▸ **Work to complete**
Show the lines below that contain the string "Target".

▸ **Records for this exercise**
#####

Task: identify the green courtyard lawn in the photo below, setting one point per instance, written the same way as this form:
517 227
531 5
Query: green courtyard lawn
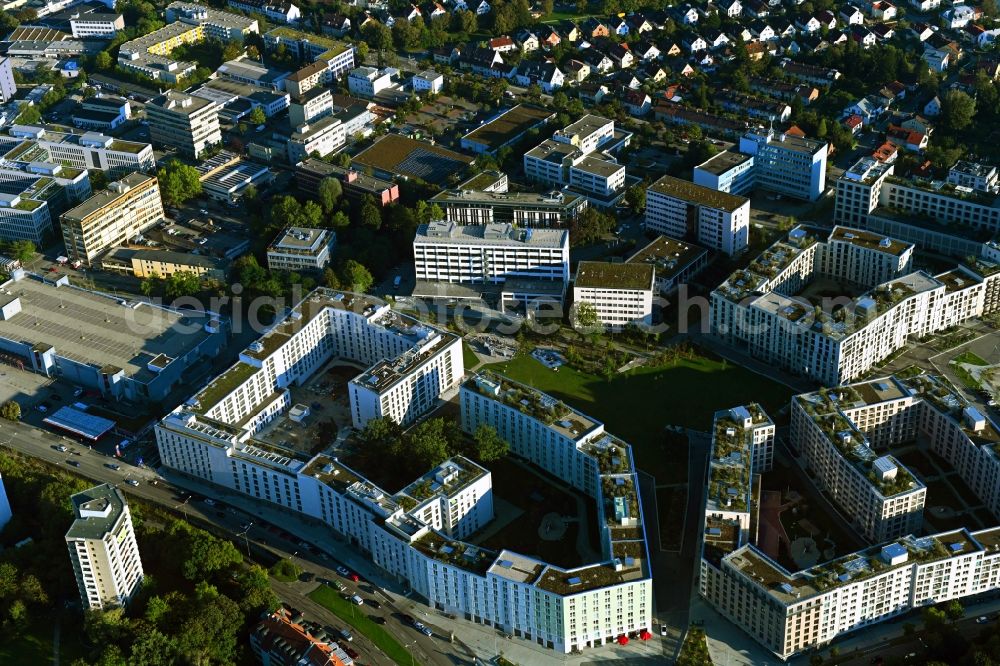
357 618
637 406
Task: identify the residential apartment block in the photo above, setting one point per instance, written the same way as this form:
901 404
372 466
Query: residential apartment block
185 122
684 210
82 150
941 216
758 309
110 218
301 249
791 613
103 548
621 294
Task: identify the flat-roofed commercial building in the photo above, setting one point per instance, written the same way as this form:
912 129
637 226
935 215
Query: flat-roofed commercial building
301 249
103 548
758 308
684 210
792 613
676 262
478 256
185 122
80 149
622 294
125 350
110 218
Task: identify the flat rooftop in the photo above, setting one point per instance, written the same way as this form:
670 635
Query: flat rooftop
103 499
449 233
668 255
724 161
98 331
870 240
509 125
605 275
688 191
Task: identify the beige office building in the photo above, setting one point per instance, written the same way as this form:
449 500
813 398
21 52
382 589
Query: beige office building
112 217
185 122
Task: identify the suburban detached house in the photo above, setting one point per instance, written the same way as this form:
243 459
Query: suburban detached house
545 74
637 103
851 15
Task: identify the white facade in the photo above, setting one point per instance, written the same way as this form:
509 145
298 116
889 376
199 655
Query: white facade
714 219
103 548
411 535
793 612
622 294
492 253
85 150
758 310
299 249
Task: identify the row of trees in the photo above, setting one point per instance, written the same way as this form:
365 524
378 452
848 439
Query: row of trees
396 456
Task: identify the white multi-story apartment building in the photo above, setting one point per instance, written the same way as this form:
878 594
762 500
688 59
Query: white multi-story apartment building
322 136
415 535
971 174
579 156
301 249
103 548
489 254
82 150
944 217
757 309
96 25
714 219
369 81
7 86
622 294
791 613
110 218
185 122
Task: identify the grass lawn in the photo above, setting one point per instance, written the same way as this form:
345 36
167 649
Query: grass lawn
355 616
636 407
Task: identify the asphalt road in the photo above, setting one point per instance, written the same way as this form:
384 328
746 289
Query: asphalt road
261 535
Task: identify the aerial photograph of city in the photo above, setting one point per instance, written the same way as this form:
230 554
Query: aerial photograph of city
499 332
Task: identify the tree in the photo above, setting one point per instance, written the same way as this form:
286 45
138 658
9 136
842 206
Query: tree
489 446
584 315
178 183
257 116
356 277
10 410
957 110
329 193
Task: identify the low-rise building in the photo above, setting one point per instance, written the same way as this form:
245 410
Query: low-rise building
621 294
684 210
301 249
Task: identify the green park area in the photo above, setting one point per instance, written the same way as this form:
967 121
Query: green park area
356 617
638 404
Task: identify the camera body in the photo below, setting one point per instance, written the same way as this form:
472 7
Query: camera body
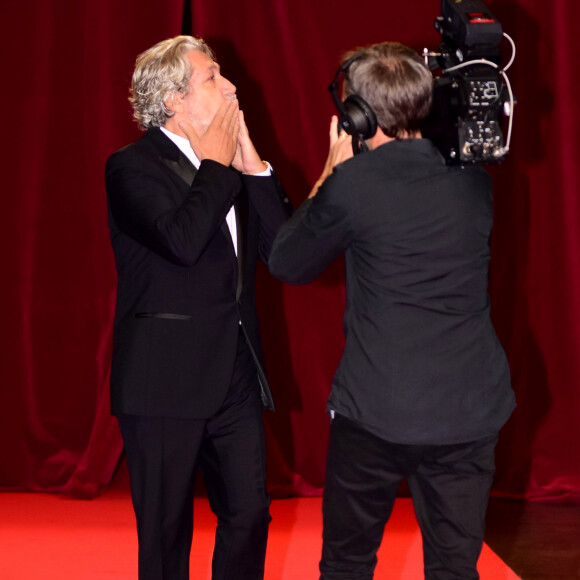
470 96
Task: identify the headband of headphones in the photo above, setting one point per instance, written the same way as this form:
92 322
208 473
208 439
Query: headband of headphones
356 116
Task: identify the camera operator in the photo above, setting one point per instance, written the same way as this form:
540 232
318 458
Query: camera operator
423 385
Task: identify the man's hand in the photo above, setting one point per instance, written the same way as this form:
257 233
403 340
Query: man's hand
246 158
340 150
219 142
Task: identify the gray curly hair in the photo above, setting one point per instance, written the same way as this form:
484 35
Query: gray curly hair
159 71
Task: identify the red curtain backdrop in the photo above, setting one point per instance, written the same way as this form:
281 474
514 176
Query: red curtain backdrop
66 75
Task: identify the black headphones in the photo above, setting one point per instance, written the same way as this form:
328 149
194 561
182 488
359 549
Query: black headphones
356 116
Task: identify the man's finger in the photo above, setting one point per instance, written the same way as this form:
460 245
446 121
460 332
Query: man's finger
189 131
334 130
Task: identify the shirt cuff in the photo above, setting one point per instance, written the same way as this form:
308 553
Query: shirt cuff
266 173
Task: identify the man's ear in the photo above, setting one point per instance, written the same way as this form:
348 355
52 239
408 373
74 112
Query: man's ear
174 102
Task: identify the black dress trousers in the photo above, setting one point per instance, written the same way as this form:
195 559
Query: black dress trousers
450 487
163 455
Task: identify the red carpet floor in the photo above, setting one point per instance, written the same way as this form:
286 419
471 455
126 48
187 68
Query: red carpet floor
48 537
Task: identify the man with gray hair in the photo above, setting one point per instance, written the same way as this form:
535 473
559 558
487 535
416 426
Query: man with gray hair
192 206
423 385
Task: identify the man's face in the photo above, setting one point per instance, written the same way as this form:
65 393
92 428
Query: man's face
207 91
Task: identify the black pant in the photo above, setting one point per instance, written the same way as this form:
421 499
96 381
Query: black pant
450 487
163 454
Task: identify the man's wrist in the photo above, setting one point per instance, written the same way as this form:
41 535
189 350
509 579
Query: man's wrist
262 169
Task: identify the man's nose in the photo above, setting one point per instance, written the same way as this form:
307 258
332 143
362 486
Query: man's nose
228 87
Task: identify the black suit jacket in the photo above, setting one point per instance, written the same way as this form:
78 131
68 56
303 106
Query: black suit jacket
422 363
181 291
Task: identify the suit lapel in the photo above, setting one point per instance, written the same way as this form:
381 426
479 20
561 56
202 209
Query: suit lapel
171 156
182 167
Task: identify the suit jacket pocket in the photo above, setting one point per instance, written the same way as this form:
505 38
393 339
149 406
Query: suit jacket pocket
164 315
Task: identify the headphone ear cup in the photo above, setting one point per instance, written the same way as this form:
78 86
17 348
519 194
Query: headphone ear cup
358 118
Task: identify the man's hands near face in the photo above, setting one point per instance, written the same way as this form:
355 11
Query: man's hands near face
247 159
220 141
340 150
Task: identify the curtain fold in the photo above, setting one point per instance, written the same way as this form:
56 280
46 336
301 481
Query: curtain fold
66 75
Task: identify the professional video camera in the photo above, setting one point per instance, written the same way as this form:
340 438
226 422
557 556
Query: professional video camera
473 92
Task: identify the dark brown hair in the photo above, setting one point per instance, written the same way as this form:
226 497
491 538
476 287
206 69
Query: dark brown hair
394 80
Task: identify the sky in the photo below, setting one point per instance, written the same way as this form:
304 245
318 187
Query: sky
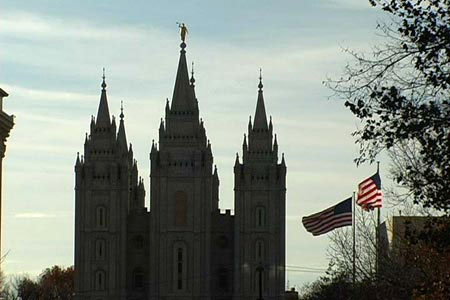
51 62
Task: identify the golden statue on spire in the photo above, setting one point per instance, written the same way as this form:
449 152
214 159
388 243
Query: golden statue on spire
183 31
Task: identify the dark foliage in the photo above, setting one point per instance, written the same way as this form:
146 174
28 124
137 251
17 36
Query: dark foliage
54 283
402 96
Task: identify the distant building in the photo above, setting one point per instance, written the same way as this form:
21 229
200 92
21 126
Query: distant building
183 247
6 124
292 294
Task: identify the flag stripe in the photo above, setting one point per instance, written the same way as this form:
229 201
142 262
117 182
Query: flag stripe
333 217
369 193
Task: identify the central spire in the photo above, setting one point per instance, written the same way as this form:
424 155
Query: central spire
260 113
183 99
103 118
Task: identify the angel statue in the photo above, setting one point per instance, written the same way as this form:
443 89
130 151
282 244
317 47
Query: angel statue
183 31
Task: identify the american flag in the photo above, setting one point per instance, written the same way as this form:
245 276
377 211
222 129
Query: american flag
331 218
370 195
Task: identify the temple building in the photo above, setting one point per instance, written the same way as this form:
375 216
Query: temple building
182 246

#####

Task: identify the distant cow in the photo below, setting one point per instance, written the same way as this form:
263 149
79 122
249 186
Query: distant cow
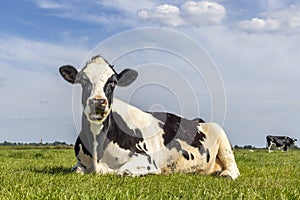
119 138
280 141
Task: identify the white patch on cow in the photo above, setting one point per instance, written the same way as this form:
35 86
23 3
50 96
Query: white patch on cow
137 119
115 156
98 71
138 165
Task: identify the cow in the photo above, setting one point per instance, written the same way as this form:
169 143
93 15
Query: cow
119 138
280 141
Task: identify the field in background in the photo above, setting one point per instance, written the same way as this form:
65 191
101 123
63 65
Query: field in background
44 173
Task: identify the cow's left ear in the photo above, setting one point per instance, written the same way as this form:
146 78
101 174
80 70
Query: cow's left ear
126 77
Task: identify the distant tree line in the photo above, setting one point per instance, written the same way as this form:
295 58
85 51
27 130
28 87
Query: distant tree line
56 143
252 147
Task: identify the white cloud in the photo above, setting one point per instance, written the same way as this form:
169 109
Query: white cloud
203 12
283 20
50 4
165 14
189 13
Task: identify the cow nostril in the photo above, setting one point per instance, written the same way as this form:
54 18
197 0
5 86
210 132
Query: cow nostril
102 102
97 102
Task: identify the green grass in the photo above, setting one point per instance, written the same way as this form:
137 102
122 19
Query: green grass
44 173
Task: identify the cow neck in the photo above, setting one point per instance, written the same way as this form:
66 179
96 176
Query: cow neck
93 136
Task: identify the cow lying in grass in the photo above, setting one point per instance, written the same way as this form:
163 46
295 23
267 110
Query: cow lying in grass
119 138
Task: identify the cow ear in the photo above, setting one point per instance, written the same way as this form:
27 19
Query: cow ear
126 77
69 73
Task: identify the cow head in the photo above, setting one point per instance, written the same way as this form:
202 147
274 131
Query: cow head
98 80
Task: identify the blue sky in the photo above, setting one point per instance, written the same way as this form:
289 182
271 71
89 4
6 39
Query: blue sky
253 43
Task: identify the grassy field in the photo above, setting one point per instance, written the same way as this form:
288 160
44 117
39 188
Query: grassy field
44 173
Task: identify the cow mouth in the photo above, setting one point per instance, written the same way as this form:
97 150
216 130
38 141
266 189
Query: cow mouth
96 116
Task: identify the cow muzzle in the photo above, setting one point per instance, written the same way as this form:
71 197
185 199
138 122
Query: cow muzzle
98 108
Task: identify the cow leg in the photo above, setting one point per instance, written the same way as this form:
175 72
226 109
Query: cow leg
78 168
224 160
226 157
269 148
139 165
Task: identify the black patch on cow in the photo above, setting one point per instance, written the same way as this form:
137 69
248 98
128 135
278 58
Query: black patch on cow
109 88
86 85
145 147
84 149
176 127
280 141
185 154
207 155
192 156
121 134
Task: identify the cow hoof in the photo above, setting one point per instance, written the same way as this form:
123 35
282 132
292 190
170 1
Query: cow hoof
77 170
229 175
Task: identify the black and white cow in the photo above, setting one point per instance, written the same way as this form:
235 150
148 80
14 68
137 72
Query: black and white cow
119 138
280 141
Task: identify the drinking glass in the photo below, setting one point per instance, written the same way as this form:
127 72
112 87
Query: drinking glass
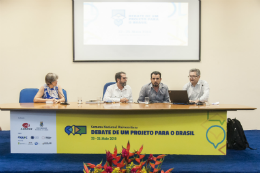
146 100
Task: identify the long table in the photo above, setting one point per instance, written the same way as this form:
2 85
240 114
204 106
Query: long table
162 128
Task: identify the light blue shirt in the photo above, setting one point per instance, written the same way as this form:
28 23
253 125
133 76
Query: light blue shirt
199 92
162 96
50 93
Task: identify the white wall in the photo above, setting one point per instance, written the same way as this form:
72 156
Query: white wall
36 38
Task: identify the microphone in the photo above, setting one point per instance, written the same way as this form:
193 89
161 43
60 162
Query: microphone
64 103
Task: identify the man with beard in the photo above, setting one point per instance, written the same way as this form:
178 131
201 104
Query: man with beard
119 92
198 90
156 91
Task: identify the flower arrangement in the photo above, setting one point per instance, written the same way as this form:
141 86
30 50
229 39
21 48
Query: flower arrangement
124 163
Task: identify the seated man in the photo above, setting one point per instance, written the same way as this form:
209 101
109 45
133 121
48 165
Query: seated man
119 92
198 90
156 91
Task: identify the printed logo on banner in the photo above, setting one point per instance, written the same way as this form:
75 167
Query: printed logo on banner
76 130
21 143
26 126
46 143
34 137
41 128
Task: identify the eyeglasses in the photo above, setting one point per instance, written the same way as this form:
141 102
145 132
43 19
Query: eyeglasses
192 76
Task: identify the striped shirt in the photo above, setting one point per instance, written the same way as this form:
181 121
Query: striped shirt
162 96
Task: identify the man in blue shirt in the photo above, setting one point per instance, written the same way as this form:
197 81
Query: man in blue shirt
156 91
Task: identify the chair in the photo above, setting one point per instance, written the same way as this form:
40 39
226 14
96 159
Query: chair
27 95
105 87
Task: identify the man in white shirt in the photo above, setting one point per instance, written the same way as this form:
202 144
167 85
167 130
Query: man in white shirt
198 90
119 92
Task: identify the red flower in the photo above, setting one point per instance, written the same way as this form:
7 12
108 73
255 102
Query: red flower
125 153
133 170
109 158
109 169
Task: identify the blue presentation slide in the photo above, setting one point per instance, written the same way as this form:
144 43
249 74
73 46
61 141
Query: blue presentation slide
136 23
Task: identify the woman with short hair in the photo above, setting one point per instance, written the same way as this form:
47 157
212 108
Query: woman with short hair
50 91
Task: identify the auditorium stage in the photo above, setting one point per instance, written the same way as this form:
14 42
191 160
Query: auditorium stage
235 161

#####

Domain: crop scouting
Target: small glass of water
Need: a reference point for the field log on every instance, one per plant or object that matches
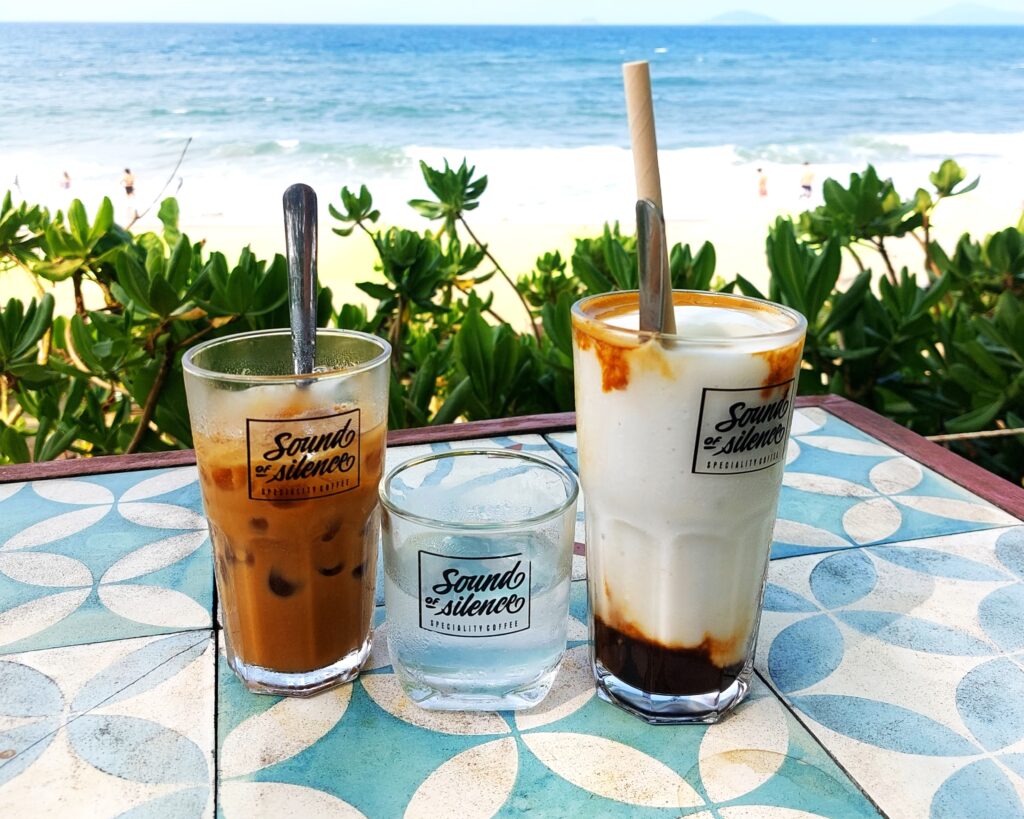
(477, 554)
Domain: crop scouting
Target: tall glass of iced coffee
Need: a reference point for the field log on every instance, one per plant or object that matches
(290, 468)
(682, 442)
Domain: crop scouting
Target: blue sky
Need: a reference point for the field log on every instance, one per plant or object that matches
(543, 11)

#####

▸ **Answer to the exercise**
Target: small glass of water
Target: tall glass of iced coffee
Target: blue sky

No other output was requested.